* _Problem to solve_
Using the listing below, copy exactly each line from the one that has "The service SHOULD locate every instance of the hillside" through the one that has "The service SHOULD locate every instance of the wooden"; omit the pictures.

* _Extracted records_
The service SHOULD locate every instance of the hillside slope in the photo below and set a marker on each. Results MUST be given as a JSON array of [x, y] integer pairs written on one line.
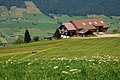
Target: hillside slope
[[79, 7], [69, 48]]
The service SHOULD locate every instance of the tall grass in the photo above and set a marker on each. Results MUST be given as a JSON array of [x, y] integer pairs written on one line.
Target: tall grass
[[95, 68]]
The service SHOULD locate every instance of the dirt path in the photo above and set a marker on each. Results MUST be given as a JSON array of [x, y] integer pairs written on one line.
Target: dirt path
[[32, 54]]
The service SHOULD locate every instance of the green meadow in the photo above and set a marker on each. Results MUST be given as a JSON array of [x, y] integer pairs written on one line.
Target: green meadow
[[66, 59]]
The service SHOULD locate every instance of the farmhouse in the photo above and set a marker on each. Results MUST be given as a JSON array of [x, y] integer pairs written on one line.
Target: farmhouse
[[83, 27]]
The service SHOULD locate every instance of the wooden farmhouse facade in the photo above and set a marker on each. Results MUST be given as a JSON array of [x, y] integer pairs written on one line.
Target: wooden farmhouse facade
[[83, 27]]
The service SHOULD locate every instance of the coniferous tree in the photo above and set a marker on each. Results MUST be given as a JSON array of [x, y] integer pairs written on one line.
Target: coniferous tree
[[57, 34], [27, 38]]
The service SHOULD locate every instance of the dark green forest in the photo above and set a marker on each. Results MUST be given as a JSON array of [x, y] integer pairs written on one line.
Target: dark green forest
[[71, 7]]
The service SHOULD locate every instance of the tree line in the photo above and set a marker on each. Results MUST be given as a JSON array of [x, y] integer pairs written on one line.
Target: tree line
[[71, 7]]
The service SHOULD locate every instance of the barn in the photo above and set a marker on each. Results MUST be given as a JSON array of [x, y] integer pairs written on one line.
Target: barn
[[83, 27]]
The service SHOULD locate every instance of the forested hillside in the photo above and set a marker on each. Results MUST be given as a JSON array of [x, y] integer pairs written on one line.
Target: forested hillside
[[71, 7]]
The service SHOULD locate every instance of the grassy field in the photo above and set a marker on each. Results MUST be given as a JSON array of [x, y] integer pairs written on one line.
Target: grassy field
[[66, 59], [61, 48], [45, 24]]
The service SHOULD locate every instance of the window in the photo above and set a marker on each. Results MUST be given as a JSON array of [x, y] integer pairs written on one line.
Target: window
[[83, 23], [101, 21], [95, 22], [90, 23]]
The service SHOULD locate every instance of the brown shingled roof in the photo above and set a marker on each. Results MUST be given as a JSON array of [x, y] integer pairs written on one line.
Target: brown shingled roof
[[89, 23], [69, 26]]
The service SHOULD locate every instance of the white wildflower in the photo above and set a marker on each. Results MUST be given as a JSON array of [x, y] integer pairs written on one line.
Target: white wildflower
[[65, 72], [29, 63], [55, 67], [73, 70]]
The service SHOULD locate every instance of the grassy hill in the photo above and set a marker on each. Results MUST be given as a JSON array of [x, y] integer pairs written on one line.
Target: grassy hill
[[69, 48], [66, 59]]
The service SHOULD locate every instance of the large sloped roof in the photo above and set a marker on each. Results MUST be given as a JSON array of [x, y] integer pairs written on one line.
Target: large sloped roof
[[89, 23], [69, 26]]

==

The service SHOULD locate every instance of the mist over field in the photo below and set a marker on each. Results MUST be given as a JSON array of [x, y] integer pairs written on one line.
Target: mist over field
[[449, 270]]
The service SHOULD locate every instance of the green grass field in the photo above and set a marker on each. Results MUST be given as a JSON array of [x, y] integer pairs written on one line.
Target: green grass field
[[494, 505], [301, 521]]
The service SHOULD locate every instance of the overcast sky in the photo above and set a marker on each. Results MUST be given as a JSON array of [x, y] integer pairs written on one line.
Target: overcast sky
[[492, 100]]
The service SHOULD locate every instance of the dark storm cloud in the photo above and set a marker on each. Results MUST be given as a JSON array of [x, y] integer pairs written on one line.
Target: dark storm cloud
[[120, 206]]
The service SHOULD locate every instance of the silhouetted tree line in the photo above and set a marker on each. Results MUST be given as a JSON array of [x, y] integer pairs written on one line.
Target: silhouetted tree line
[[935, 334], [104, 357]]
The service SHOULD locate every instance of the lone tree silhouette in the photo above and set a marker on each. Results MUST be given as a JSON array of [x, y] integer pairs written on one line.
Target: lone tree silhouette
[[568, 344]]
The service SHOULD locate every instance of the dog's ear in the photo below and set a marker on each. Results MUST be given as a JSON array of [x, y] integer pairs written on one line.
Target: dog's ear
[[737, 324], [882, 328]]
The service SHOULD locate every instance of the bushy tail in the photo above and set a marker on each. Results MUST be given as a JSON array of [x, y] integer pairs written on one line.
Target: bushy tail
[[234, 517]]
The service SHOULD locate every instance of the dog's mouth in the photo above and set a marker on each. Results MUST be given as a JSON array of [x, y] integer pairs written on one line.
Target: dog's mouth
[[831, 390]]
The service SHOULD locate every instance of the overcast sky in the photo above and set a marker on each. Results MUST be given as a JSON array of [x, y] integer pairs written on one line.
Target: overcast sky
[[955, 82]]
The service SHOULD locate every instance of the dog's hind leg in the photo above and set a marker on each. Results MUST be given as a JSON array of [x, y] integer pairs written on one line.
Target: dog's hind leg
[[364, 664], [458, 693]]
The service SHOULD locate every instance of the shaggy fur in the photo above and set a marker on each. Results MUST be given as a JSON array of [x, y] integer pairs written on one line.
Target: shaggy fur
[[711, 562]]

* _Output below_
The service SHOULD locate every instance of the hillside slope in the photo below and set a marker on each. Results MUST be given as a JSON array of [x, y] integer pairs written on one line.
Target: hillside slope
[[79, 7], [69, 48]]
The service SHOULD locate every instance of the tall grass in the photo above and set a marker on each. Results MUST be given as a JSON array of [x, y] integer pairs written on one line.
Target: tall grass
[[95, 68]]
The service SHOULD locate every instance of the dirt path in the photo above and set a marker on each. Results MUST be given as a JSON array of [x, y] integer pairs written on one line.
Target: dirt path
[[32, 54]]
The service SHOULD locate every instance of the green meadow in the photo above and set a marker on each. Results MUST be given as a JSON array of [x, y] integer pairs written on one line.
Target: green meadow
[[66, 59]]
The service SHOULD locate every instance of the farmhouse in the photo above and set a marker on each. Results MUST be given as a JSON array of [x, y] integer pairs written on one line.
Target: farmhouse
[[83, 27]]
The service SHOULD locate every instance of the wooden farmhouse facade in the photo above and set a marker on each. Results MUST be given as a JSON array of [x, y] integer pairs written on one line.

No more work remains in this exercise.